WORK TO BE COMPLETED: Check every line of the data and copy the ones where "detect" appears.

Collected data entries
____________
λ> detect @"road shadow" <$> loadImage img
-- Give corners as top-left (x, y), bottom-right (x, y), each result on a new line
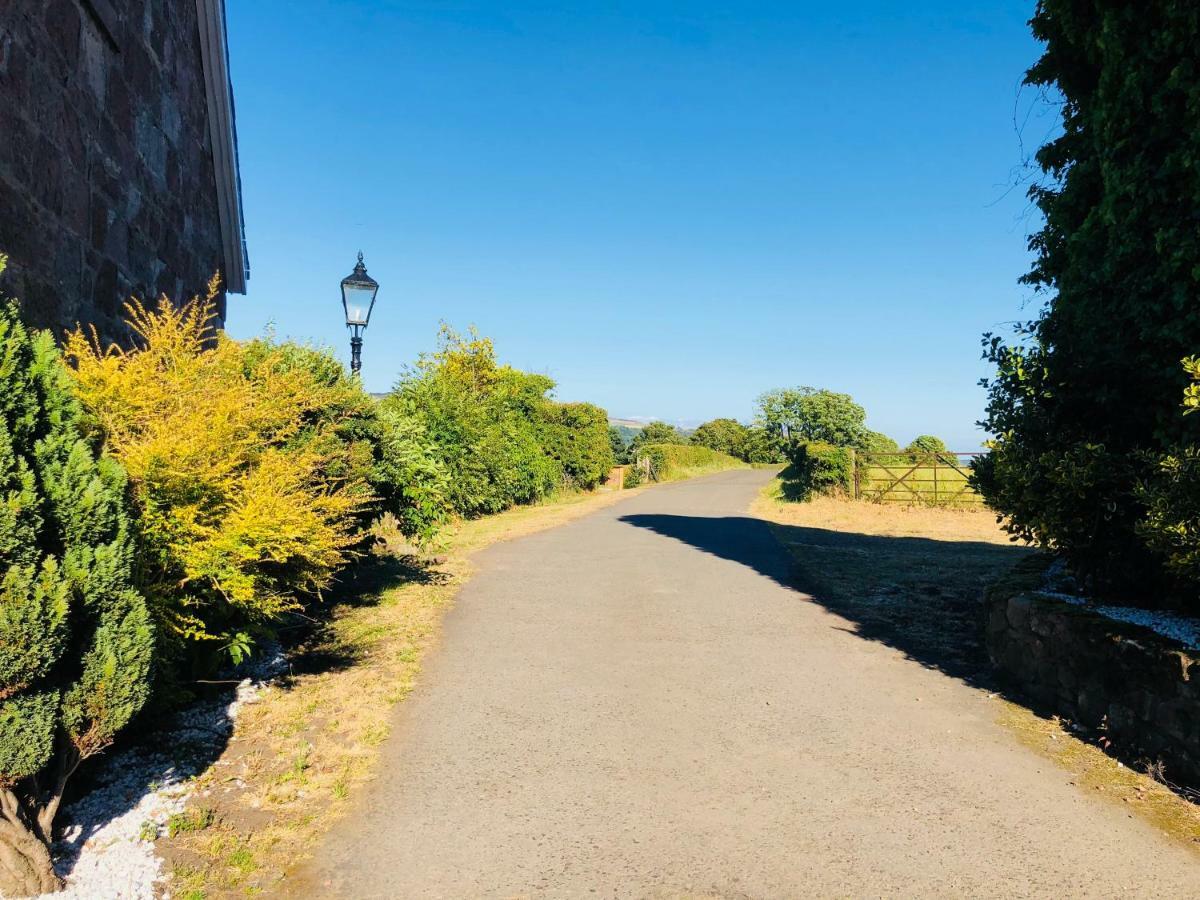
top-left (618, 513), bottom-right (1030, 685)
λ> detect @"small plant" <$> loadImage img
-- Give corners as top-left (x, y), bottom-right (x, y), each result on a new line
top-left (166, 807), bottom-right (216, 838)
top-left (139, 820), bottom-right (160, 843)
top-left (226, 846), bottom-right (256, 875)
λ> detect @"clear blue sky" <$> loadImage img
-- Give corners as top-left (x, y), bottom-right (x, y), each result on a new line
top-left (224, 1), bottom-right (1051, 449)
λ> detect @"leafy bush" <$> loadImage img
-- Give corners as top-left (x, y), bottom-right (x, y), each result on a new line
top-left (538, 402), bottom-right (614, 489)
top-left (690, 418), bottom-right (748, 458)
top-left (0, 293), bottom-right (153, 896)
top-left (622, 464), bottom-right (644, 488)
top-left (387, 326), bottom-right (610, 517)
top-left (1137, 360), bottom-right (1200, 594)
top-left (628, 421), bottom-right (685, 456)
top-left (635, 443), bottom-right (747, 482)
top-left (237, 339), bottom-right (449, 546)
top-left (64, 286), bottom-right (369, 669)
top-left (741, 427), bottom-right (785, 463)
top-left (782, 441), bottom-right (855, 501)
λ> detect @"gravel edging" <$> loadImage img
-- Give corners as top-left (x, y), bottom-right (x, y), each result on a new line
top-left (19, 651), bottom-right (287, 900)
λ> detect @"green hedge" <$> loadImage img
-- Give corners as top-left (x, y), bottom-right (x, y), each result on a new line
top-left (782, 441), bottom-right (854, 500)
top-left (636, 443), bottom-right (748, 482)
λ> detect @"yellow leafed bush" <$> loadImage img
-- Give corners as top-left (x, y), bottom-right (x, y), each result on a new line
top-left (63, 279), bottom-right (365, 663)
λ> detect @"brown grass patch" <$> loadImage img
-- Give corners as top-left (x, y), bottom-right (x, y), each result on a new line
top-left (156, 485), bottom-right (639, 898)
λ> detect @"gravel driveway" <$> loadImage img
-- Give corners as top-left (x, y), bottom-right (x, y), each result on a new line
top-left (292, 469), bottom-right (1198, 898)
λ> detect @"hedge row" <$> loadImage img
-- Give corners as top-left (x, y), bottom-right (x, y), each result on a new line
top-left (631, 443), bottom-right (748, 485)
top-left (0, 271), bottom-right (614, 893)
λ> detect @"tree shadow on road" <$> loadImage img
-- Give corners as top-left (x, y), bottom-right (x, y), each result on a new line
top-left (618, 513), bottom-right (1031, 685)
____________
OUTPUT OF THE TASK:
λ> detect @"road shadow" <$> loadImage img
λ> detect @"small plant" <$> loadImage img
λ> detect @"clear blue sky" <$> loadImage img
λ> detect @"leafy bush" <$> loadImage img
λ> detect @"gravel edging" <$> loadImage img
λ> detect @"green hedge" <$> loadImage img
λ> detect @"yellow leafed bush" <$> loadImage img
λ> detect @"brown grass patch" <$> loadImage img
λ> detect @"gravel driveway" <$> loadImage img
λ> detect @"hedge row" <$> loadImage img
λ> detect @"tree shadow on road" <$> loadImage img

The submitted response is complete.